## Page extract
For use cases like retrieval-augmented generation (RAG) and agent memory management, this means developers can craft a single SQL statement that performs semantic embedding matching, exact keyword filtering (e.g., product codes or named entities), and relational constraints (e.g., user or tenant scopes) simultaneously.

Robust Vector and Full-Text Search Engines

At its core, seekdb offers a sophisticated vector and full-text search infrastructure.

Vector search capabilities include:

  • Support for both dense and sparse vector formats
  • Multiple distance metrics such as Manhattan, Euclidean, inner product, and cosine similarity
  • In-memory indexing options like HNSW, HNSW SQ, and HNSW BQ
  • Disk-based index types including IVF and IVF PQ

seekdb’s hybrid vector index allows raw text to be ingested directly, with the system automatically invoking embedding models and maintaining vector indexes internally-eliminating the need for separate preprocessing pipelines.

Full-text search features encompass:

  • Support for keyword, phrase, and Boolean queries
  • BM25 algorithm for relevance ranking
  • Multiple tokenizer configurations to handle diverse text formats

Importantly, vector and full-text indexes are treated as first-class citizens within the same query planner that manages scalar and GIS indexes. This tight integration enables hybrid search queries to execute without external coordination.

Embedded AI Functions for Streamlined Workflows

seekdb incorporates native AI function expressions, allowing direct invocation of machine learning models from SQL queries without relying on intermediary application services. The primary AI functions include:

  • AI_EMBED: Converts textual data into vector embeddings
  • AI_COMPLETE: Generates text completions or chat responses using language models
  • AI_RERANK: Reorders candidate results based on AI-driven scoring
  • AI_PROMPT: Constructs prompt templates and dynamic inputs formatted as JSON for use with AI_COMPLETE

Model metadata and endpoint configurations are managed through the DBMS_AI_SERVICE package, enabling registration of external AI providers, URL settings, and key management directly within the database environment.

## Task goal
Extend the seekdb text past its final sentence.

Point labeling records:

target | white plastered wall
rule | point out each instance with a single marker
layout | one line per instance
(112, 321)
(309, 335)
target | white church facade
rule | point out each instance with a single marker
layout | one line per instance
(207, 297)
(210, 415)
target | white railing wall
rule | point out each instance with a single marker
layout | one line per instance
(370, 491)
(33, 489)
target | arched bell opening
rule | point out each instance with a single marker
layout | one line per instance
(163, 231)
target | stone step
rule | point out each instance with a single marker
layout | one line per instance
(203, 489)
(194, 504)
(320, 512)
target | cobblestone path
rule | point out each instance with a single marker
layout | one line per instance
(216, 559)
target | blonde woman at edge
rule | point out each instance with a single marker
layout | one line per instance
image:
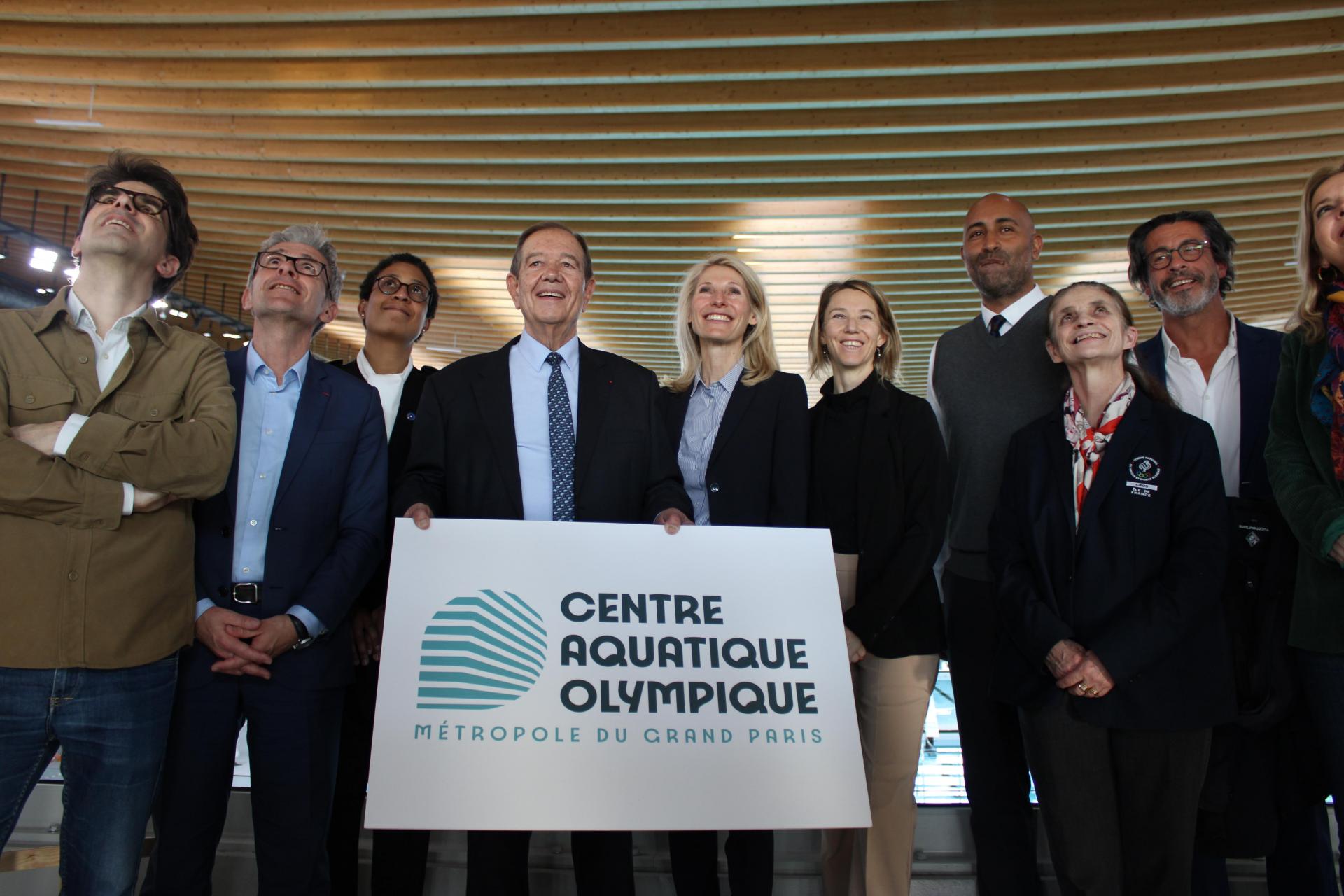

## Task output
Handling Multimodal Data and Complex Queries

seekdb is architected to manage multiple data modalities within a single node, featuring a multimodal data and indexing layer that supports vectors, text, JSON, and GIS data. Its multi-model compute layer facilitates hybrid queries that combine vector similarity, full-text search, and scalar filters.

Additional indexing capabilities include JSON indexes for metadata queries and GIS indexes for spatial constraints, enabling complex queries such as:

  • Retrieving semantically related documents
  • Filtering results based on JSON metadata attributes like tenant ID, geographic region, or category
  • Applying spatial filters using geographic ranges or polygons

All these operations occur within the same database engine, streamlining data consistency and query performance.

Derived from the OceanBase engine, seekdb benefits from ACID-compliant transactions, hybrid row-column storage, and vectorized query execution. However, large-scale distributed deployments remain the domain of the full OceanBase system.

Summary of seekdb’s Advantages

  1. AI-Native Hybrid Search: By integrating vector search, full-text search, and relational filtering into a unified SQL interface and the DBMS_HYBRID_SEARCH package, seekdb enables multi-signal retrieval in a single query, simplifying RAG and AI agent workflows.
  2. Unified Multimodal Data Management: seekdb consolidates relational, vector, textual, JSON, and GIS data within one engine, ensuring consistency across documents, embeddings, and metadata without juggling multiple databases.
  3. In-Database AI Model Integration: Functions like AI_EMBED, AI_COMPLETE, AI_RERANK, and AI_PROMPT allow direct model calls from SQL, reducing pipeline complexity and centralizing orchestration within the database.
  4. Single-Node, Embedded-Friendly Architecture: Compatible with MySQL and supporting embedded and standalone modes, seekdb is ideal for local, edge, and embedded AI applications, while OceanBase handles distributed scaling.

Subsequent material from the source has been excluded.